## Your objective
The line containing "white cap, then" and every line after it, through the end of the records below, are to be reproduced exactly, with the pictures left out.

## Dataset content
◇ ◇ ◇ ◇ ◇ ◇ ◇

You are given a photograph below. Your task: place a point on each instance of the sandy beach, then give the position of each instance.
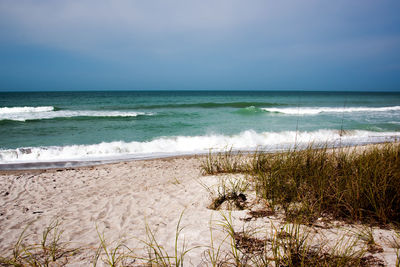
(120, 199)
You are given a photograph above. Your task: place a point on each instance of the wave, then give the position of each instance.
(40, 113)
(247, 140)
(317, 110)
(212, 105)
(13, 110)
(250, 110)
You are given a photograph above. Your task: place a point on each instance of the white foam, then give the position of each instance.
(39, 113)
(14, 110)
(247, 140)
(317, 110)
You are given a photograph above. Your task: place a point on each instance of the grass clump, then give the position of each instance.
(290, 245)
(49, 251)
(349, 184)
(158, 256)
(346, 183)
(230, 190)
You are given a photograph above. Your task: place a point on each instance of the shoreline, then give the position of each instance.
(121, 200)
(61, 165)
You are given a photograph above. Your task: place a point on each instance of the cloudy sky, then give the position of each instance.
(205, 44)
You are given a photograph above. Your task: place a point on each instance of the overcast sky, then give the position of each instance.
(205, 44)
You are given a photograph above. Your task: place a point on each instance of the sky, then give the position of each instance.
(200, 45)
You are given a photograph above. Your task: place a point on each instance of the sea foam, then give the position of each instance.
(317, 110)
(247, 140)
(49, 112)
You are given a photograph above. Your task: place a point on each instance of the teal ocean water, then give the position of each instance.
(63, 126)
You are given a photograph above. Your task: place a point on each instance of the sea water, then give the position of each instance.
(80, 126)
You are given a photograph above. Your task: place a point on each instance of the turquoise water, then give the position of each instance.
(50, 126)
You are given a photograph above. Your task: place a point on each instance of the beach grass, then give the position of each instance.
(345, 183)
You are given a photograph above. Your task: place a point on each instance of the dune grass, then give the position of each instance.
(49, 251)
(346, 183)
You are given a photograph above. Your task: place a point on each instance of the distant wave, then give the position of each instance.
(251, 110)
(13, 110)
(48, 112)
(247, 140)
(317, 110)
(211, 105)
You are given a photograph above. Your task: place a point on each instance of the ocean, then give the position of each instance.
(106, 126)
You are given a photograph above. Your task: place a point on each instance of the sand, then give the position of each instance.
(120, 199)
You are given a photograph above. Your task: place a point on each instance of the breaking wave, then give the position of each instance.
(317, 110)
(49, 112)
(247, 140)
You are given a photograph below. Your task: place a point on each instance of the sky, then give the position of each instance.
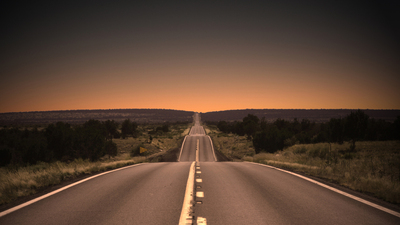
(199, 55)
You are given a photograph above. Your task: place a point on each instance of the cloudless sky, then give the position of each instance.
(199, 55)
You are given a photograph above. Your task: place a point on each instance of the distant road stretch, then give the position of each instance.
(226, 193)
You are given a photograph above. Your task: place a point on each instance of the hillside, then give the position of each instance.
(80, 116)
(316, 115)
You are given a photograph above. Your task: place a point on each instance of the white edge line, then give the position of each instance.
(186, 207)
(183, 143)
(212, 146)
(59, 190)
(394, 213)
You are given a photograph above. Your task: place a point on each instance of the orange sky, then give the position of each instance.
(201, 65)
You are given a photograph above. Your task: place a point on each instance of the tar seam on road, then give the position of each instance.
(186, 213)
(212, 147)
(59, 190)
(394, 213)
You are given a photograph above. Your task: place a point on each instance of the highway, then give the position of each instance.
(226, 193)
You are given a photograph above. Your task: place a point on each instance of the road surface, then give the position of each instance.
(227, 193)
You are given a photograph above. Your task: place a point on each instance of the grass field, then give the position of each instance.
(16, 182)
(232, 146)
(373, 168)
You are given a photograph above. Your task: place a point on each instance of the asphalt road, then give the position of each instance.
(229, 193)
(245, 193)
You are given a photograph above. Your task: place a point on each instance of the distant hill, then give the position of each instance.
(316, 115)
(80, 116)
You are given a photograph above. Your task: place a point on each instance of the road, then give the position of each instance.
(227, 193)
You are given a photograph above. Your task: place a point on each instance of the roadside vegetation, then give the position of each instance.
(33, 158)
(357, 152)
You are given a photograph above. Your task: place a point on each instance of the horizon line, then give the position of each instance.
(66, 110)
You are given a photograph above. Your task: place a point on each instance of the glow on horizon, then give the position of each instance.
(256, 55)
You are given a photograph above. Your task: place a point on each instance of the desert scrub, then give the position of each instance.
(24, 181)
(373, 168)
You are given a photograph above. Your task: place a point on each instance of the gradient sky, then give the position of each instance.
(199, 55)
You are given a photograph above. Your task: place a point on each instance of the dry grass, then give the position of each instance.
(374, 167)
(24, 181)
(232, 146)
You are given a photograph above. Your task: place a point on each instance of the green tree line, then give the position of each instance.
(271, 137)
(61, 141)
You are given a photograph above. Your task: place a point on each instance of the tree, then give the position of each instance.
(111, 127)
(356, 125)
(90, 140)
(250, 125)
(336, 130)
(128, 128)
(110, 148)
(60, 140)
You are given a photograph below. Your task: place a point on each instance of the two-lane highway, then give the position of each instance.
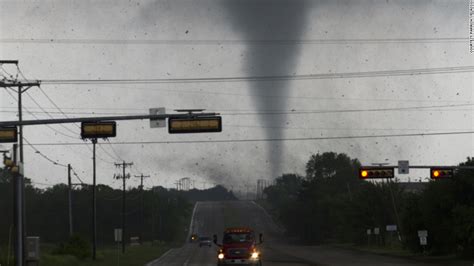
(212, 217)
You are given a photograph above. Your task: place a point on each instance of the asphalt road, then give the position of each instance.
(212, 217)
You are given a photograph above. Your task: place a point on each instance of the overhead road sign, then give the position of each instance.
(95, 130)
(8, 134)
(195, 125)
(99, 118)
(376, 172)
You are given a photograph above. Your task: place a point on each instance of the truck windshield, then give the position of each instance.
(237, 238)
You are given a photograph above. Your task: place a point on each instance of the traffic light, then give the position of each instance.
(8, 162)
(94, 130)
(8, 134)
(376, 172)
(195, 125)
(441, 172)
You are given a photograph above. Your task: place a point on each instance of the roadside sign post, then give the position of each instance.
(403, 167)
(423, 236)
(391, 229)
(118, 238)
(154, 123)
(377, 233)
(369, 232)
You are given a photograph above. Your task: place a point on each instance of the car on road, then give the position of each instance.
(205, 241)
(239, 246)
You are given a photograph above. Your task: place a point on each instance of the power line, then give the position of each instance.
(344, 129)
(380, 73)
(303, 111)
(234, 42)
(43, 155)
(49, 126)
(47, 113)
(64, 114)
(271, 139)
(294, 111)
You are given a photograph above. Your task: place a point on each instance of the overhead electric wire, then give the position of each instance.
(362, 74)
(294, 111)
(343, 129)
(180, 91)
(233, 42)
(48, 114)
(43, 155)
(270, 139)
(64, 114)
(77, 176)
(48, 126)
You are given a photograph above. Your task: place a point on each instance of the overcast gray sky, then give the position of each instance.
(212, 38)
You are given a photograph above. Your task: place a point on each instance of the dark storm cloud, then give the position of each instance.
(270, 20)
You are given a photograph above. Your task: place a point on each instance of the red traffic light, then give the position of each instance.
(376, 172)
(439, 173)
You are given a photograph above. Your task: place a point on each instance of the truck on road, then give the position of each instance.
(239, 246)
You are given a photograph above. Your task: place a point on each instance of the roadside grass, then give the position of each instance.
(110, 256)
(398, 251)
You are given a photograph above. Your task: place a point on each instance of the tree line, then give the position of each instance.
(331, 204)
(152, 214)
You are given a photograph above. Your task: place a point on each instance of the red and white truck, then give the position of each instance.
(239, 246)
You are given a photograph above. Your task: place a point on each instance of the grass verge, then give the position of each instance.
(135, 255)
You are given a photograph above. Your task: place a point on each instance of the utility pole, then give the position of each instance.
(124, 177)
(69, 185)
(20, 203)
(17, 214)
(142, 207)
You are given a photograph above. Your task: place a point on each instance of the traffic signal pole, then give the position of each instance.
(94, 210)
(124, 176)
(69, 193)
(17, 212)
(142, 207)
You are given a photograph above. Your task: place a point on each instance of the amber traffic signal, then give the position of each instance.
(195, 125)
(376, 172)
(94, 130)
(8, 134)
(439, 173)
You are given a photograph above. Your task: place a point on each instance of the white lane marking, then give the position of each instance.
(192, 222)
(160, 258)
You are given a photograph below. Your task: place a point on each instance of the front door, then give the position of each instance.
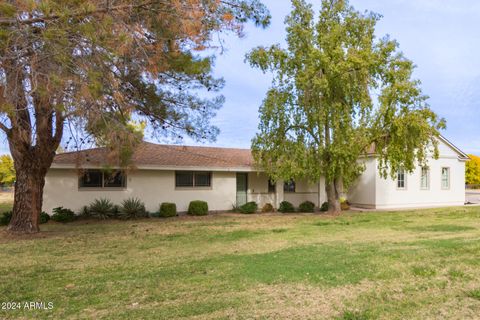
(242, 183)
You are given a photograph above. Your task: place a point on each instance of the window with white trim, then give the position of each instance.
(401, 179)
(190, 179)
(445, 178)
(94, 178)
(425, 178)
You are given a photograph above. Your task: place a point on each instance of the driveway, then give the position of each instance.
(472, 196)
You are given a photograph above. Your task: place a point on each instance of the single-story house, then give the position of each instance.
(224, 177)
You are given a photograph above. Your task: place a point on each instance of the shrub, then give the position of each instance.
(5, 218)
(168, 210)
(63, 215)
(102, 209)
(44, 217)
(306, 206)
(324, 207)
(286, 207)
(249, 207)
(198, 208)
(133, 208)
(267, 208)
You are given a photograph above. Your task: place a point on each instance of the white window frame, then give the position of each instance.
(448, 178)
(404, 179)
(427, 187)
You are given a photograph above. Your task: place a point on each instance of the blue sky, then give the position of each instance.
(441, 36)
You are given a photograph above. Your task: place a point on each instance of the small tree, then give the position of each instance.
(7, 170)
(472, 170)
(101, 66)
(339, 92)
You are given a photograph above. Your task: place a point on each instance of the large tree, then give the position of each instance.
(338, 92)
(7, 170)
(472, 170)
(99, 67)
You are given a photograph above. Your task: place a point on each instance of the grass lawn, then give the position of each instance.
(396, 265)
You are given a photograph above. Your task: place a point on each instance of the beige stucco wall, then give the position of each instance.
(305, 191)
(362, 193)
(373, 191)
(258, 189)
(151, 186)
(389, 196)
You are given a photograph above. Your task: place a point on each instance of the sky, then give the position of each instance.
(441, 37)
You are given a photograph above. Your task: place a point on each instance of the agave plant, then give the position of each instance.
(133, 208)
(102, 208)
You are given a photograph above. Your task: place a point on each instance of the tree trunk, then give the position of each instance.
(333, 197)
(28, 199)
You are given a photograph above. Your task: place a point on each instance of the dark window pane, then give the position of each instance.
(114, 179)
(202, 179)
(289, 186)
(271, 186)
(91, 179)
(183, 179)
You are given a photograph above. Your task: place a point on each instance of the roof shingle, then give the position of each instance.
(156, 155)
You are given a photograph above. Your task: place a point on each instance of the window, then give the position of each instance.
(425, 179)
(445, 178)
(202, 179)
(115, 179)
(271, 186)
(289, 186)
(190, 179)
(91, 179)
(101, 179)
(401, 179)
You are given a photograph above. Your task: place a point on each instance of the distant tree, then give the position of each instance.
(7, 170)
(97, 66)
(472, 170)
(337, 92)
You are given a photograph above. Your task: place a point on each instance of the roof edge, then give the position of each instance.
(463, 155)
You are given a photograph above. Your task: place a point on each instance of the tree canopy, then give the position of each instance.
(338, 93)
(472, 170)
(100, 70)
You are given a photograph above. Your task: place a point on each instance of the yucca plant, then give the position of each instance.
(133, 208)
(102, 209)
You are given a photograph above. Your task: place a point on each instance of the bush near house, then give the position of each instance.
(102, 209)
(132, 208)
(267, 207)
(63, 215)
(198, 208)
(306, 206)
(324, 207)
(286, 207)
(168, 209)
(249, 207)
(7, 216)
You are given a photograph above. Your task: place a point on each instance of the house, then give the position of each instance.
(225, 176)
(441, 183)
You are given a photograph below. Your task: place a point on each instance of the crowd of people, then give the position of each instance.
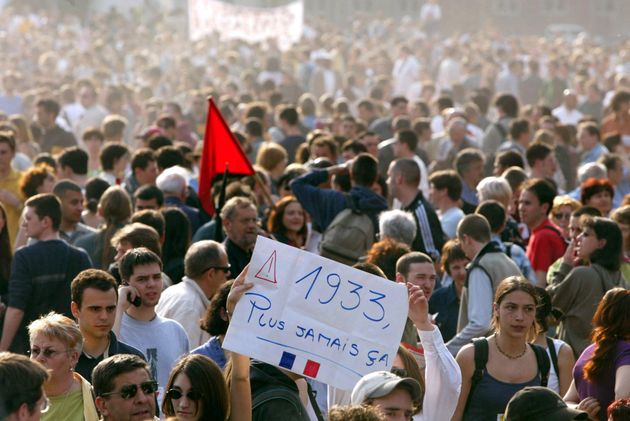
(489, 174)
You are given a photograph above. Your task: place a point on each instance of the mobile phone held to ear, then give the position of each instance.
(136, 301)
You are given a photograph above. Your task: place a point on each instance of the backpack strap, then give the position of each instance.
(554, 357)
(543, 364)
(481, 359)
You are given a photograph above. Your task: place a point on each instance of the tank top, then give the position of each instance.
(491, 396)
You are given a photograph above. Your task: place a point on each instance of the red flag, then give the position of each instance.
(220, 149)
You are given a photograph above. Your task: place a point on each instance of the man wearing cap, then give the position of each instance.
(540, 404)
(396, 397)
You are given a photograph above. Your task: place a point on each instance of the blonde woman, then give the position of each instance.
(56, 343)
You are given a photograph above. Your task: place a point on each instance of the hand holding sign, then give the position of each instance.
(315, 317)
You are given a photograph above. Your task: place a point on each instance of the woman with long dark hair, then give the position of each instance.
(287, 222)
(602, 373)
(576, 289)
(511, 361)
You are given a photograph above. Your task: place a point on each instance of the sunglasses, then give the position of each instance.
(129, 391)
(193, 395)
(225, 269)
(46, 352)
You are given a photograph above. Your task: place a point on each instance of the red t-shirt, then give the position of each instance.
(545, 246)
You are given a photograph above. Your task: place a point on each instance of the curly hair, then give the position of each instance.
(385, 254)
(611, 322)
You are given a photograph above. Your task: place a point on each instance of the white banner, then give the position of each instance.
(253, 24)
(317, 317)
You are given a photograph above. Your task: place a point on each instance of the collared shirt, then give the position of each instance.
(186, 303)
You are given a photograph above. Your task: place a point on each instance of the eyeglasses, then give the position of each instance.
(193, 395)
(129, 391)
(560, 215)
(46, 352)
(225, 269)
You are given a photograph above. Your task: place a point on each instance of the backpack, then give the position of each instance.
(349, 236)
(481, 359)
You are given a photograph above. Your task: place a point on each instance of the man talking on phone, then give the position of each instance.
(161, 340)
(94, 297)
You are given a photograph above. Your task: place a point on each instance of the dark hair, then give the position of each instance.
(451, 252)
(407, 169)
(593, 186)
(177, 233)
(158, 142)
(274, 222)
(542, 189)
(508, 104)
(449, 180)
(142, 158)
(476, 227)
(385, 254)
(105, 373)
(150, 192)
(111, 153)
(364, 170)
(34, 178)
(21, 382)
(290, 115)
(409, 138)
(537, 151)
(508, 159)
(465, 158)
(137, 257)
(508, 286)
(138, 235)
(151, 218)
(494, 212)
(49, 105)
(404, 263)
(169, 156)
(46, 205)
(611, 254)
(207, 379)
(611, 324)
(213, 321)
(94, 189)
(75, 158)
(91, 278)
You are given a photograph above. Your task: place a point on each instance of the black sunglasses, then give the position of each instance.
(129, 391)
(193, 395)
(225, 269)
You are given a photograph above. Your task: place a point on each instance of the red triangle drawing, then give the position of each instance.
(268, 271)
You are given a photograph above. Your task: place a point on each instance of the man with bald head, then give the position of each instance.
(207, 268)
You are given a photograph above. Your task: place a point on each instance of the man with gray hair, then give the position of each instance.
(207, 268)
(240, 222)
(173, 182)
(397, 225)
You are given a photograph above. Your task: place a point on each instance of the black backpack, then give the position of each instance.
(481, 359)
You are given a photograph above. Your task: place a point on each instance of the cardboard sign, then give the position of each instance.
(284, 24)
(317, 317)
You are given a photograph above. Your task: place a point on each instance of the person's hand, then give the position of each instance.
(418, 307)
(569, 256)
(126, 295)
(590, 406)
(239, 287)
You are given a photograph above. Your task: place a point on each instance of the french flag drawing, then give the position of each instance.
(297, 364)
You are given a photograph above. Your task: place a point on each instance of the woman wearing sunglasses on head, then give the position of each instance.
(56, 343)
(197, 390)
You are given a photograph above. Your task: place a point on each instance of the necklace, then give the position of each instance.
(512, 357)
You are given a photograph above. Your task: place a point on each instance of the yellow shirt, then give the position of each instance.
(12, 184)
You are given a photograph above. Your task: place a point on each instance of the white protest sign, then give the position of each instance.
(317, 317)
(252, 24)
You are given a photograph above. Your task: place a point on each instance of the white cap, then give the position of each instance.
(382, 383)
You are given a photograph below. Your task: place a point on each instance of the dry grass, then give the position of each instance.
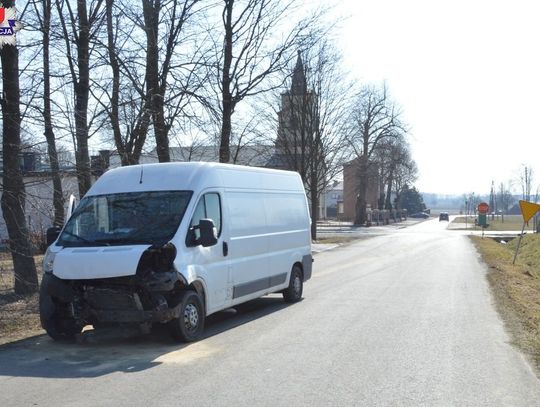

◇ ◇ ◇ ◇ ◇ ◇ ◇

## Solution for this task
You are given a photograph above. Your task: place a point on each instance of the white cap, then give the position of each instance.
(382, 383)
You are given a photograph below. Your task: place a point on each instance of the dry grass, then give the position of each instance.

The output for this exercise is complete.